'We need to design something that works for us': Jersey minister looks at funding options for health

  • ITV Channel reporter Alex Spiceley has been looking at the various options Jersey could take to fund its health services in the future

Jersey’s Health Minister believes the way the island's healthcare system is funded may have to change.

This could mean residents taking out private insurance or paying more charges as Deputy Tom Binet considers what needs to be done to meet rising demand amongst an ageing population, although he says any decision would first need public consultation.

Speaking exclusively to ITV News, he says: "We have to be careful not to be over radical but the current plan is to restructure the health service. Some work has already been done to look at other models.

"We need to design something that works for us. The first thing we need to do is to be efficient.

"Once you have got efficiency in the system you can then layer on different things to help the process."

The minister is looking at the prospect of having someone in charge of the health service in its entirety.

He also wants to address spending which hit £303 million in 2023 and is expected to reach £329 million this year just to keep the current services running.

Questions to answer:
a: Rewrite the part of the Jersey health funding article that begins at the words "Jersey’s Health Minister" and ends after "need public consultation.", replacing "Deputy Tom Binet" with "the minister".
b: Condense the paragraph of the Jersey health funding article that begins "This could mean residents" into a short bulleted list of its main facts.

Data:
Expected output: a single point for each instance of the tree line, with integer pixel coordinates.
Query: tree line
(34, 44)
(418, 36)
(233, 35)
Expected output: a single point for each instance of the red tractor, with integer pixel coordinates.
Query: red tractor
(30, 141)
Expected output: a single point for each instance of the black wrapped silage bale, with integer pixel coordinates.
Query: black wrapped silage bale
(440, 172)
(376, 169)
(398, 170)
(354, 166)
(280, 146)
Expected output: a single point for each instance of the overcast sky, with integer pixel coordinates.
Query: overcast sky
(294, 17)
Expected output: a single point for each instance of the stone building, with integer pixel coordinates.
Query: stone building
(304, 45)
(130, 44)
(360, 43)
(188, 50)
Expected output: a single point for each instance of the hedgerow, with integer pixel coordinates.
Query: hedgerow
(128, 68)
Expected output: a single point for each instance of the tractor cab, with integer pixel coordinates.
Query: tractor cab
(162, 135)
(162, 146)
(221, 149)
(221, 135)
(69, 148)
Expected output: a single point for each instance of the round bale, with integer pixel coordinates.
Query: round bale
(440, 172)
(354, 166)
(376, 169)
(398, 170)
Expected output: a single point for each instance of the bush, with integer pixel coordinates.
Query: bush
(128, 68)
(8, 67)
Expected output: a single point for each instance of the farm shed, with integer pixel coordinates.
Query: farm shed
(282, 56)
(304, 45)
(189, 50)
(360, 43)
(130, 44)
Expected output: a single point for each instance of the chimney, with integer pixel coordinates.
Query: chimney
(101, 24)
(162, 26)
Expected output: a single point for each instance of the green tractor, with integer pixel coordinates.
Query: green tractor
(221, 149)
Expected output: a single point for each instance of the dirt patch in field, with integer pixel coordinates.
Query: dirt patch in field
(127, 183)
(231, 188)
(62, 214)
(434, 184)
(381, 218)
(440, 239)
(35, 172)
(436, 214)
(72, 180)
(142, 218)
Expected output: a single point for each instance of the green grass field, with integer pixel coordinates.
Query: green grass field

Answers to the exercise:
a:
Jersey’s Health Minister believes the way the island's healthcare system is funded may have to change.

This could mean residents taking out private insurance or paying more charges as the minister considers what needs to be done to meet rising demand amongst an ageing population, although he says any decision would first need public consultation.

b:
- Residents might take out private insurance or pay more charges.
- Deputy Tom Binet is considering how to meet rising demand from an ageing population.
- He says any decision would first need public consultation.